• **WORK REQUIRED**:
Nothing but the lines from the one containing "Note: mark the grass" to the end of the records below should be output, each exactly as written.

• **Records from a dataset**:
= Beginning of Section =
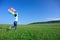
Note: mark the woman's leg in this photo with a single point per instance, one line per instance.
(15, 25)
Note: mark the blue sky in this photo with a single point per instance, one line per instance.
(30, 10)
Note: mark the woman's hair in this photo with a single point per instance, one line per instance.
(15, 15)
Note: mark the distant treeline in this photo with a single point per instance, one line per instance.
(55, 21)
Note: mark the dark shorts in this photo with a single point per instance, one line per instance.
(15, 23)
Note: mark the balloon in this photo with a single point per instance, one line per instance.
(11, 9)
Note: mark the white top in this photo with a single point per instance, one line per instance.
(16, 18)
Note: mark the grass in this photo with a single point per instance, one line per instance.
(31, 32)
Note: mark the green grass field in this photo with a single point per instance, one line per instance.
(31, 32)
= End of Section =
• **YOUR SOLUTION**:
Note: mark the grass in this photo with a single point per instance, one line per instance.
(31, 32)
Note: mark the green grass field in this photo with a single point per instance, one line per instance.
(31, 32)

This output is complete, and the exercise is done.